**Consigne:**
Transcrivez sans rien changer le passage de l'article sur les engins saisis dans les commissariats qui va de « MAQUETTE JPZ 24/01/2012Des » à « met en branle? », ces deux bornes incluses.

HomeA la uneSAISIE DE MOTOS, VELOS ET VEHICULES VOLES OU ACCIDENTES : Ces engins qui encombrent les commissariats de police

SAISIE DE MOTOS, VELOS ET VEHICULES VOLES OU ACCIDENTES : Ces engins qui encombrent les commissariats de police


MAQUETTE JPZ 24/01/2012Des engins de tous ordres qui occupent beaucoup de place dans les commissariats depuis des années. C’est le constat que nous avons fait lors d’une tournée dans certains commissariats de police de la ville de Ouagadougou. La réalité est sans appel : trop d’engins  et autres objets, pour la plupart saisis aux mains de délinquants, moisissent dans les commissariats de police ! Vu leur nombre, ces  engins constituent une source d’insécurité aussi bien pour les usagers que pour le personnel des commissariats. Et selon les dires des uns et des autres, seule la vente aux enchères peut libérer les lieux de ces engins encombrants. Mais est-ce vraiment la panacée, vu la rapidité avec laquelle les engins saisis sont parqués et la lenteur avec laquelle la procédure administrative pour la vente aux enchères se met en branle?

Données enregistrées:
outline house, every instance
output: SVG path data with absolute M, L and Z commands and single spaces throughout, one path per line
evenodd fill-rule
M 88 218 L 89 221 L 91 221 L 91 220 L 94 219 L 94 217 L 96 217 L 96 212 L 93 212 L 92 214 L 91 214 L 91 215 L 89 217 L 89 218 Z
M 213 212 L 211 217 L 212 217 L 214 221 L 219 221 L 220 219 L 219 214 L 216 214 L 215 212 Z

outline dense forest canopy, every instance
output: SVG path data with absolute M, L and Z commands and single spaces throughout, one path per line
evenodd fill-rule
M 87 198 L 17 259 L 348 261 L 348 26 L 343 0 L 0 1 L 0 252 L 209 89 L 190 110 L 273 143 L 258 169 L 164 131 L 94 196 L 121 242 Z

**Réponse attendue:**
MAQUETTE JPZ 24/01/2012Des engins de tous ordres qui occupent beaucoup de place dans les commissariats depuis des années. C’est le constat que nous avons fait lors d’une tournée dans certains commissariats de police de la ville de Ouagadougou. La réalité est sans appel : trop d’engins  et autres objets, pour la plupart saisis aux mains de délinquants, moisissent dans les commissariats de police ! Vu leur nombre, ces  engins constituent une source d’insécurité aussi bien pour les usagers que pour le personnel des commissariats. Et selon les dires des uns et des autres, seule la vente aux enchères peut libérer les lieux de ces engins encombrants. Mais est-ce vraiment la panacée, vu la rapidité avec laquelle les engins saisis sont parqués et la lenteur avec laquelle la procédure administrative pour la vente aux enchères se met en branle?